**Текст для чтения:**
—————

Мне кажется, что сегодня особенно интересны исследования дискурса, политического языка, связанного с популизмом в том числе, поскольку преобладает, на мой взгляд, отношение к популизму как к методу, к технике или технологии, а порой даже способу решать сиюминутные политические проблемы определенных политических сил или политиков. В апреле 2017 года политологический фонд ЭИСИ издал доклад «Современный технологический популизм», в котором популизм определяется его авторами как набор технологий. В их числе – противопоставление привилегированных классов и «простых граждан», отказ от идеологических лозунгов, провозглашение простых решений, широкое использование социальных сетей и обещание абстрактных перемен[101]101
  Эксперты Кремля предсказали рост популизма в России по западной модели. https://www.rbc.ru/politics/24/04/2017/S8fccb9S9a7947263bd9d666.

—————

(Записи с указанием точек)
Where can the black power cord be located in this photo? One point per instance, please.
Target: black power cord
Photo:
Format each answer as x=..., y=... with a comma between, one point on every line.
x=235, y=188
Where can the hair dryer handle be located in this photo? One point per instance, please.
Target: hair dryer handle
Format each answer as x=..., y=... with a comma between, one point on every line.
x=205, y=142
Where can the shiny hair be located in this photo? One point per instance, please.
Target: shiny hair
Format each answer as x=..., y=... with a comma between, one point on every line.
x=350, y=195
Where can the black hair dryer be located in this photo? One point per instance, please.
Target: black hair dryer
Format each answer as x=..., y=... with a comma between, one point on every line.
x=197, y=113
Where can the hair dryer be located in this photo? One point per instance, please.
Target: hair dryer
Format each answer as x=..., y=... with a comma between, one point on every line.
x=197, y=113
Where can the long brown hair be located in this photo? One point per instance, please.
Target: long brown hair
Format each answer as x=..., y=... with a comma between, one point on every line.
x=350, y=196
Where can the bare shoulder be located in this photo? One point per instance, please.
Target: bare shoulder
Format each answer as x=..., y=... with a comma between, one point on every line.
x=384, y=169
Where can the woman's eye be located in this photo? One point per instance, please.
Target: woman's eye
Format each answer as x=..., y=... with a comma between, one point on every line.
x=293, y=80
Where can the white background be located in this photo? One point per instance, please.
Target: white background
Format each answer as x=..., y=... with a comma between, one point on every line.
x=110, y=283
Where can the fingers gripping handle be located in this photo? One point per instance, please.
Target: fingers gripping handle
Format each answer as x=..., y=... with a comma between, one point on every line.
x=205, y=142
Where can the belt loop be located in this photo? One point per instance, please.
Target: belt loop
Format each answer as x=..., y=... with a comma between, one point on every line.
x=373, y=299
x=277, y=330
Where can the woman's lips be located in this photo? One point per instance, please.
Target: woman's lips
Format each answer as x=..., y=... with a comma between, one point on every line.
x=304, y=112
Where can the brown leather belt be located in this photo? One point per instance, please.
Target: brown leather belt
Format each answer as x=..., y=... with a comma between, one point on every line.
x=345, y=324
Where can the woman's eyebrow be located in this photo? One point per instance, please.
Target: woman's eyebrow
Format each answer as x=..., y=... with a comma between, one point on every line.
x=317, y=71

—————

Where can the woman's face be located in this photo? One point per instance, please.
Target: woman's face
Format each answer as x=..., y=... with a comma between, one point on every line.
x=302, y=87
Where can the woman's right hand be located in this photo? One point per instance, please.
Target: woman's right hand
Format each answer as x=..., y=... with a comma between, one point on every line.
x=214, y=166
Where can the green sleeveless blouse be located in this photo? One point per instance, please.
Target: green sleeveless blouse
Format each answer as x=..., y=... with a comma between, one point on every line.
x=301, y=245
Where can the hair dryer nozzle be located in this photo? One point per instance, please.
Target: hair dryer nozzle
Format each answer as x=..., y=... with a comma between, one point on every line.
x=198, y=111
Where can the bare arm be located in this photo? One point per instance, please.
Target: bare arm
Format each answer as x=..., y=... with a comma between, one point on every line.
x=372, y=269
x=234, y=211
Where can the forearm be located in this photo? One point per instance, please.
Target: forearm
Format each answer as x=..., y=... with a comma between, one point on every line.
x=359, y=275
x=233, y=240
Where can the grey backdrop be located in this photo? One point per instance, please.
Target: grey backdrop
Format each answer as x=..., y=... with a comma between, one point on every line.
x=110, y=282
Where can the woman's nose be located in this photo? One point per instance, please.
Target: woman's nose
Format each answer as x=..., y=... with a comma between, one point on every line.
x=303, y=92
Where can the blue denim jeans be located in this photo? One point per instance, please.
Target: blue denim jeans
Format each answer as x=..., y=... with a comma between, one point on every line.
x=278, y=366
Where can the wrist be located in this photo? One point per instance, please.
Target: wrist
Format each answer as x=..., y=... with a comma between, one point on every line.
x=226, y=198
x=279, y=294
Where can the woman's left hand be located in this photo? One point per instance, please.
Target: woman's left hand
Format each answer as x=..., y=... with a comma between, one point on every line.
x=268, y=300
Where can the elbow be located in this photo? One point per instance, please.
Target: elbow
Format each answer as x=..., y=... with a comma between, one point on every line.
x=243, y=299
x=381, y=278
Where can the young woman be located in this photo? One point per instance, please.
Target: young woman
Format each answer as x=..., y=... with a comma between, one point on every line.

—————

**Задания:**
(1) Выпишите из записей все строки, где встречается слово «power».
(2) Продолжите текст о популизме, начав сразу после его последнего предложения.

**Ответы на задания:**
(1)
Where can the black power cord be located in this photo? One point per instance, please.
Target: black power cord

(2)
[Закрыть]
.

Не хочу сейчас останавливаться на многочисленных признаках популизма, описываемых в докладе столь же ясно и конкретно, как в большинстве обсуждений, касающихся этой темы, но интересен вывод авторов. Они считают, что сейчас, когда на Западе – и в Соединенных Штатах, и в Западной Европе, и в Центральной Европе – популизм приводит к большим электоральным успехам, в России этого не происходит. Однако авторы заявляют, что очень скоро популизм придет в Россию в самых разных видах и формах, начиная с политического языка и заканчивая политическим действием, мобилизацией разного рода сил, которые до сих пор не были напрямую вовлечены в политический процесс. В докладе утверждается, что через шесть лет мы станем свидетелями того, как это начнет реализоваться. Два года уже прошли, сейчас 2019 год, значит, осталось четыре года, может быть, меньше.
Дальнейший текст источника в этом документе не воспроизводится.